#### Page text
>>>

Thursday, October 02, 2008

Dale in GQ: A Profile of the Milibands


I make my debut as a contributor to GQ Magazine in the new issue (November). I have written an extended profile of David and Ed Miliband. Having never written a piece like this before, I don't mind admitting I found it quite daunting. The main problem was the timing. Because of the print deadlines I had to file it in mid August, so in theory it could have been very out of date by now. Luckily, events have been kind to me and if anything it is more accurate today than it was at the time.

The article looks at both the Miliband brothers and seeks to assess which of them is the more talented, and likely to get to the top. I don't mind admitting that I found them both hugely engaging characters and you might be surprised at how positively I have written about them both. I suspect they feared a hatchet job. Anyway, here are a few snippets...

<<<

Reproduce the complete blog post on the GQ profile of the Miliband brothers, word for word, from its date line to its closing sentence. Rely solely on the blog post above.

#### Recorded data
>>>

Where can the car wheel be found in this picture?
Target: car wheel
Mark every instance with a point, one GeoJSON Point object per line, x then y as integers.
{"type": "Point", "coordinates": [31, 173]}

<<<

#### Exercise solution
Thursday, October 02, 2008

Dale in GQ: A Profile of the Milibands


I make my debut as a contributor to GQ Magazine in the new issue (November). I have written an extended profile of David and Ed Miliband. Having never written a piece like this before, I don't mind admitting I found it quite daunting. The main problem was the timing. Because of the print deadlines I had to file it in mid August, so in theory it could have been very out of date by now. Luckily, events have been kind to me and if anything it is more accurate today than it was at the time.

The article looks at both the Miliband brothers and seeks to assess which of them is the more talented, and likely to get to the top. I don't mind admitting that I found them both hugely engaging characters and you might be surprised at how positively I have written about them both. I suspect they feared a hatchet job. Anyway, here are a few snippets...